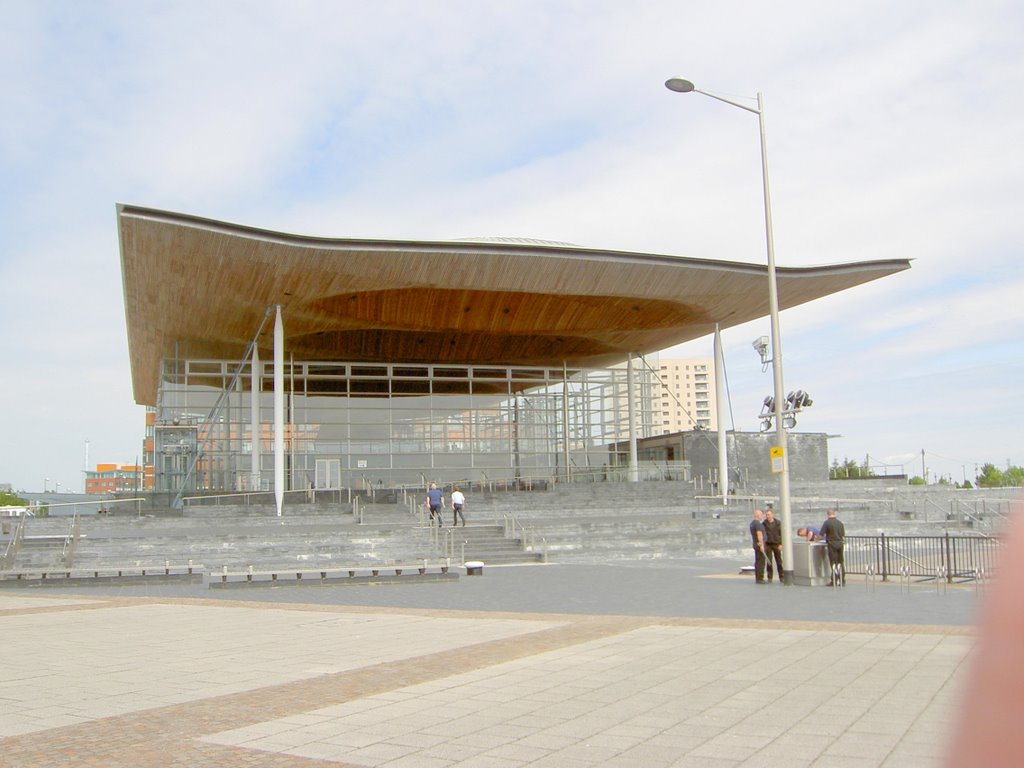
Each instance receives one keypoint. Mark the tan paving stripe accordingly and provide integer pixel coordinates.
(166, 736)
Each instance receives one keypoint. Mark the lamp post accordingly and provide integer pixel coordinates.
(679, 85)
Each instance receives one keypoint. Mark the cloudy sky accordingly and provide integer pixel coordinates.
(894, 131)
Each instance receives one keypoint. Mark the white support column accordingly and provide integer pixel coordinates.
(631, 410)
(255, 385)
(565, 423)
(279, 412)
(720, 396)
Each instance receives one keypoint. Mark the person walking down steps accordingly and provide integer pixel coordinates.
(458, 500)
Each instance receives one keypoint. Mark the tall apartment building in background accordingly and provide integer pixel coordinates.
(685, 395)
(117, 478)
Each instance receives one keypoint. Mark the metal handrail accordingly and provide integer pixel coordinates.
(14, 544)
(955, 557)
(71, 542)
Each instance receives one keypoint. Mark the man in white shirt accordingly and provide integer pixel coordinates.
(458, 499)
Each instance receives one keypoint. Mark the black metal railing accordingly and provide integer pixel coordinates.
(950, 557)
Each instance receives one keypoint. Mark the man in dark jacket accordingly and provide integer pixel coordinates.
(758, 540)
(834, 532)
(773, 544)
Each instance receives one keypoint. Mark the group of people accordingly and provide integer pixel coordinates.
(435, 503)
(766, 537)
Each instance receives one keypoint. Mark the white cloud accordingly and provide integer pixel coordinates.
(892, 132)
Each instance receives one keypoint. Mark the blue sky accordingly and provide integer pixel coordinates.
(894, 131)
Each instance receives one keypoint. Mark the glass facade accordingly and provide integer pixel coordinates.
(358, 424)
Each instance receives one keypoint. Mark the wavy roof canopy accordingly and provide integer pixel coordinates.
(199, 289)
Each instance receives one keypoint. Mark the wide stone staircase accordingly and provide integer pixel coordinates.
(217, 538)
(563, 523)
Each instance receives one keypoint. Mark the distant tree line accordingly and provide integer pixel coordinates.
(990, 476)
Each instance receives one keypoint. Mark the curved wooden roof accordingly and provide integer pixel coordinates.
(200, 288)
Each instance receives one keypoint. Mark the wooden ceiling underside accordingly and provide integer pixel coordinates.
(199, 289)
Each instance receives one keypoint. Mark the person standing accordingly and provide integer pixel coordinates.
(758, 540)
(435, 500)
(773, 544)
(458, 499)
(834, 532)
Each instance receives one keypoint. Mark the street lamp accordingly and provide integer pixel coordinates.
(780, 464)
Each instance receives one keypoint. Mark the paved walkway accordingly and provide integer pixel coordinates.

----

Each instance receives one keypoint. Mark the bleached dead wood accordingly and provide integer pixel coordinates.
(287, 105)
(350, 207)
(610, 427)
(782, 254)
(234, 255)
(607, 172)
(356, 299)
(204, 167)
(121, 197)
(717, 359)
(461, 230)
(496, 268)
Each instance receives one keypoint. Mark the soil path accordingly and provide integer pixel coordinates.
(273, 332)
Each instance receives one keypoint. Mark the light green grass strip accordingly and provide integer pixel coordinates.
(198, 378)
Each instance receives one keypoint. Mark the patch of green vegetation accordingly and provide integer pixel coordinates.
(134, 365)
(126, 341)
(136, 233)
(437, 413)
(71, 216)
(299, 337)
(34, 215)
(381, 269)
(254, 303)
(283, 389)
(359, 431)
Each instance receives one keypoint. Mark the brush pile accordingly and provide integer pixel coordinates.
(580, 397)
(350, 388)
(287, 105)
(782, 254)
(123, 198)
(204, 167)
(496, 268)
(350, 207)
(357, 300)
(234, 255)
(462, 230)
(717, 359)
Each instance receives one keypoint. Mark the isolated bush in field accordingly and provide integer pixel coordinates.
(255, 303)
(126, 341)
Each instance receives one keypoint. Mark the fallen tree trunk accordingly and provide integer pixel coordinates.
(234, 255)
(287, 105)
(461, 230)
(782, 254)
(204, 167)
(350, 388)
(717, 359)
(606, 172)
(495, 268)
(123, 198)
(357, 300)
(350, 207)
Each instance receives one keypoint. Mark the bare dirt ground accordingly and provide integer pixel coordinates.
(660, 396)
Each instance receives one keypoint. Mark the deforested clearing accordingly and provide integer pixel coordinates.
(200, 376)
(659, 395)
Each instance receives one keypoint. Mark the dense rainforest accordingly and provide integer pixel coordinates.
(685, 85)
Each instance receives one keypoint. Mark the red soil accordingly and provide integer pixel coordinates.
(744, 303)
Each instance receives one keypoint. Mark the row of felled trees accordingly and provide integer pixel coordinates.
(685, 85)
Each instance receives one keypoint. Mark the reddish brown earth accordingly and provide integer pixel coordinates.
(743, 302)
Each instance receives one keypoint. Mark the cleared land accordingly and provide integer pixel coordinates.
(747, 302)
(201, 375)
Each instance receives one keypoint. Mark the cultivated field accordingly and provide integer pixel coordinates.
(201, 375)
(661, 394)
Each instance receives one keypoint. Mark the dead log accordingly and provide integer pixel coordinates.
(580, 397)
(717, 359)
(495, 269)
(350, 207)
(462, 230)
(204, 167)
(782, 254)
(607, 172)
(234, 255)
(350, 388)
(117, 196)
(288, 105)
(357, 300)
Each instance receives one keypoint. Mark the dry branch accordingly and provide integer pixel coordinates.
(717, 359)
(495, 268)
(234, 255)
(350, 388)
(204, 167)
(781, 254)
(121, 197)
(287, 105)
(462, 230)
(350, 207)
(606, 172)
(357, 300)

----

■ **WHAT IS BEING ASKED**
Pull out every line of the records above that contains the string "field", treating uppercase and lowercase letters as different.

■ **EXERCISE ANSWER**
Each instance receives one keypoint. Mark the isolated bush in field accordingly and provide integer pixel coordinates.
Each instance receives one keypoint. Mark the cultivated field accordingly and provide integer pixel coordinates.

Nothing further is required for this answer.